▶ What the task asks
Reproduce every one of the entries below verbatim, omitting the pictures from the output.
____________________
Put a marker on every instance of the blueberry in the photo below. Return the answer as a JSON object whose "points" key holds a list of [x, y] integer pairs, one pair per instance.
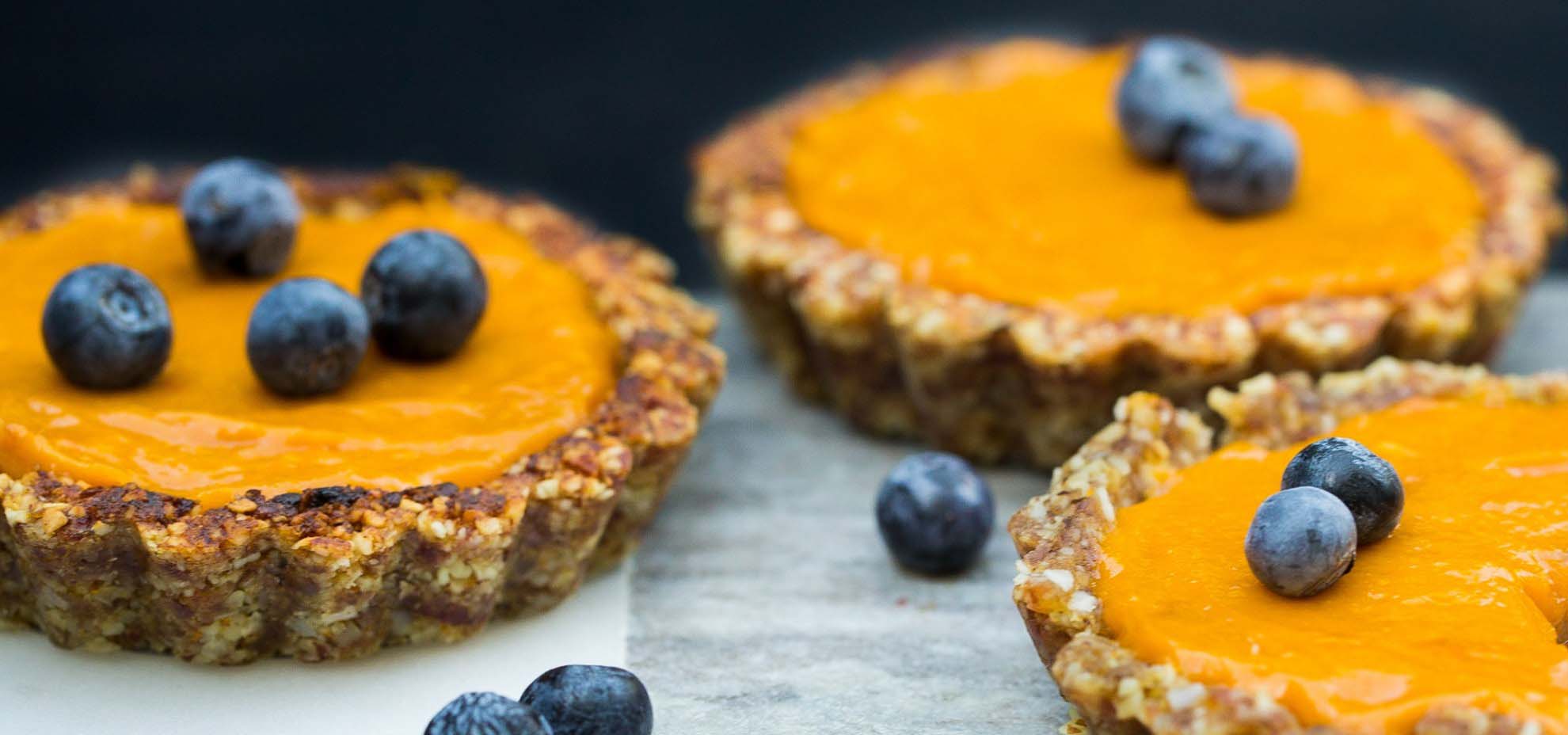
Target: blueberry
{"points": [[1241, 166], [240, 217], [425, 295], [935, 513], [592, 701], [1302, 541], [486, 714], [1364, 482], [107, 326], [1172, 86], [306, 337]]}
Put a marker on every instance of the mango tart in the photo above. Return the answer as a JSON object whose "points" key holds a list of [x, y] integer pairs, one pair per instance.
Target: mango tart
{"points": [[204, 517], [960, 246], [1139, 599]]}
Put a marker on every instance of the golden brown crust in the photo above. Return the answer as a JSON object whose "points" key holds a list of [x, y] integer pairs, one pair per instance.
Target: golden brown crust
{"points": [[337, 573], [998, 381], [1059, 538]]}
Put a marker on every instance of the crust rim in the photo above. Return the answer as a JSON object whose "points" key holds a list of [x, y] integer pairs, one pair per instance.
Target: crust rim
{"points": [[1059, 539], [996, 381], [337, 573]]}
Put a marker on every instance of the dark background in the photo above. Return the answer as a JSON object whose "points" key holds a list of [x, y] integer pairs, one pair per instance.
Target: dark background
{"points": [[599, 104]]}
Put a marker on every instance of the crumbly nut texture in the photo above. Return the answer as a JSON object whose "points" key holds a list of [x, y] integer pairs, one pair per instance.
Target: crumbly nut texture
{"points": [[1004, 383], [339, 573], [1059, 538]]}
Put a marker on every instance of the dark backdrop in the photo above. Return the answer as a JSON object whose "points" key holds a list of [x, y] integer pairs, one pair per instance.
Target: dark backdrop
{"points": [[598, 105]]}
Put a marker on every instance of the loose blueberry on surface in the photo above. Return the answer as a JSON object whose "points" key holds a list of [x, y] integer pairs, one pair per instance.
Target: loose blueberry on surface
{"points": [[1239, 166], [240, 217], [1172, 88], [1364, 482], [486, 714], [425, 294], [592, 701], [935, 513], [306, 337], [107, 326], [1302, 541]]}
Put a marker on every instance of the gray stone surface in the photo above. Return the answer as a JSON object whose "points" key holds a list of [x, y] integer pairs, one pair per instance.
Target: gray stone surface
{"points": [[764, 600]]}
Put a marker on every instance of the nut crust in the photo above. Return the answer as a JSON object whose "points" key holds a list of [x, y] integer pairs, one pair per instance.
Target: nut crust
{"points": [[996, 381], [1059, 536], [337, 573]]}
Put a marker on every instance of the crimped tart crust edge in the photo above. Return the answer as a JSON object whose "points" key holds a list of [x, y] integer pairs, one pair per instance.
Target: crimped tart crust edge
{"points": [[337, 573], [1059, 539], [1006, 383]]}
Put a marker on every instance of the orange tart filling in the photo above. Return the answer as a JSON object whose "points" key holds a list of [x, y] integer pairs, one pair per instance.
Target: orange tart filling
{"points": [[1010, 181], [206, 430], [1463, 604]]}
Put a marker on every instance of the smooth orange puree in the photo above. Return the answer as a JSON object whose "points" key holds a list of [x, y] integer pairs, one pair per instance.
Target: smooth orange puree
{"points": [[207, 430], [1462, 604], [1012, 182]]}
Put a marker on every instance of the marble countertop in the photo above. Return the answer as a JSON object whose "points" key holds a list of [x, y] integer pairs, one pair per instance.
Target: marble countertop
{"points": [[764, 600]]}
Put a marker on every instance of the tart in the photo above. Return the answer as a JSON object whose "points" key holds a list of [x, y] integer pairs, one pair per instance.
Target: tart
{"points": [[204, 517], [960, 246], [1137, 594]]}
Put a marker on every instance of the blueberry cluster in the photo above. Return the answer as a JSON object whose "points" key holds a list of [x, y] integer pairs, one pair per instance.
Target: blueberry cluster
{"points": [[1336, 497], [563, 701], [1176, 105], [935, 513], [107, 326]]}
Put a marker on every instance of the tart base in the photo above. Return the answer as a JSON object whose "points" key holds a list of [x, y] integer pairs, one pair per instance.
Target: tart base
{"points": [[339, 573], [1059, 539], [998, 381]]}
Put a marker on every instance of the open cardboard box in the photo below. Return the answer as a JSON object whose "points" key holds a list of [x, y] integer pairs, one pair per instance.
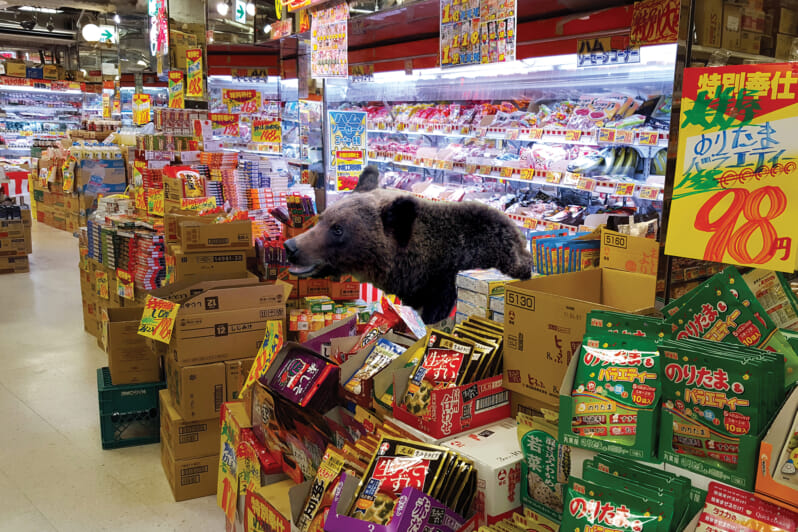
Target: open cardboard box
{"points": [[544, 323], [453, 410], [770, 450]]}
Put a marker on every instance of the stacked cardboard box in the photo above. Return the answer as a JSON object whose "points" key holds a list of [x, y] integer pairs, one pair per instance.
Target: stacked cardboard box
{"points": [[15, 241], [218, 330], [476, 289]]}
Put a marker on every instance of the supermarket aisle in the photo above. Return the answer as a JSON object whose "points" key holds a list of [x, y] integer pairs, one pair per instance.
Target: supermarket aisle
{"points": [[54, 474]]}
____________________
▶ Exercise output
Put a marker on every instance of the blueberry in the photo below. Return the answer as a JSON object whose "points" key holds a list of [x, y] integer pairs, one pair per instance.
Target: blueberry
{"points": [[1241, 166], [240, 217], [425, 295], [935, 513], [592, 701], [1302, 541], [486, 714], [1364, 482], [107, 326], [1172, 86], [306, 337]]}
Put a marker on every instance of the mango tart in the photo above. Return the answer as a JSON object whose "points" key holds a list of [x, y] integer pairs, one pair per instance.
Target: mango tart
{"points": [[204, 517], [960, 246], [1139, 599]]}
Put a marker on every instance of the golden brown crust in the photo above. Return the answer as a JSON object whose "points" key holds a list of [x, y] integer pairs, one pair per instance.
Target: golden brown crust
{"points": [[337, 573], [998, 381], [1059, 538]]}
Put a marker on every instance of the crust rim in the photo above. Return the answer as a JSON object whose "points" key holds a list of [x, y] integer pairs, one pair per instance.
Target: crust rim
{"points": [[1059, 539], [996, 381], [337, 573]]}
Put a marker on every instance of the dark background in the photo above. Return the answer as a JSON object whose "points" key holds a list of [x, y] integer pairs, one pair per instance.
Target: dark background
{"points": [[599, 104]]}
Put a marker on every instance of the crumbly nut texture in the photo above. Return the answer as a JSON object whose "points" key holds a list of [x, y] integer pairs, one pair per instance.
Target: crumbly nut texture
{"points": [[1004, 383], [339, 573], [1059, 538]]}
Put a marker on every instance of the dark backdrop in the photo above. Return the answer as a JSON object whose "points" key holds a list of [x, y] integer pairs, one pair per instance.
Target: dark backdrop
{"points": [[598, 105]]}
Put a marker on every instance of the loose blueberry on surface in the photo above. Return the answer as a JSON object whose "points" key holds a list of [x, y] integer pairs, one pair per instance.
Target: loose blueberry on surface
{"points": [[1239, 166], [240, 217], [1172, 88], [1364, 482], [486, 714], [425, 294], [592, 701], [935, 513], [306, 337], [107, 326], [1302, 541]]}
Put a marker on every instance of the gray stone surface in the photo above. Return the answer as a JSON object whose "points" key holds a list of [x, y] integer pairs, one pair per instance.
Target: gray stone surface
{"points": [[764, 600]]}
Put a marker on every instance of the nut crust in the photo above. Return the answer as a JSON object whose "points" key holds a list of [x, y] integer pairs, one pair per instance.
Target: nut crust
{"points": [[996, 381], [1059, 536], [337, 573]]}
Put a marker on every instance of the crimped tart crust edge in the photo above. Return the answer as a JSON object whose "points" key holds a list of [x, y] integer pairs, one pair per instance.
Target: crimped tart crust edge
{"points": [[337, 573], [1059, 539], [1006, 383]]}
Put a marker on every instance of the orange tart filling in the photo above. Return the answer as a JSON object whose "points" key holds a list of [x, y] integer pairs, one pair per instance.
Target: orange tart filling
{"points": [[1010, 181], [206, 430], [1463, 604]]}
Put a marker on every instance of the smooth orange puree in the photo above. Return the answer as a JSON object whose "points" key holds a list of [x, y] integer pairs, one pair per instance.
Target: smooth orange puree
{"points": [[207, 430], [1462, 604], [1012, 182]]}
Put a marker on every instance of the marble countertop in the photo above. Return the answer as a JSON object whose "points" key holds a list of [x, y] integer pairs, one pair per instance.
Target: marble countertop
{"points": [[764, 600]]}
Put a marker on every instance of the tart in the photo above. Return the answer as a JSON object whose "points" key holds a list of [x, y] integer pairs, one pair per instance.
Target: tart
{"points": [[204, 517], [960, 246], [1137, 594]]}
Put a marker on every instance of the blueberry cluster in the photo above. Return the answer as a JSON object whose "points" key holds a list of [x, y] integer pairs, one pair per instance.
Target: blueberry cluster
{"points": [[1336, 497], [563, 701], [1176, 105], [935, 513], [107, 326]]}
Put a marker on every instance of the tart base in the photo above. Return the answer as a JSON object whose "points" key holds a list of [x, y] integer pairs, one pair per instance.
Target: tart base
{"points": [[339, 573], [1059, 539], [998, 381]]}
Put a marker on every instance of the open cardboard box in the photo below. Return the answer as a JSON object whose "points" key holds a list of [x, y] integer pairs, one pair per instance.
Target: open cardboard box
{"points": [[544, 323], [453, 410], [770, 450]]}
Put a marker on every instance of the stacked cardboard box in the photo above. Return the answer as a JSON object whose "points" key holds a list of [x, y] integer pairs, one pair per instance.
Target: stacked cardboard box
{"points": [[15, 241], [218, 330], [476, 289]]}
Put a marker on every instance of the supermarket aisle in the photo above. Return the answer as a JSON object whose "points" key holds a list of [x, y] integer pairs, one pair per instance.
Target: supermarket aisle
{"points": [[54, 474]]}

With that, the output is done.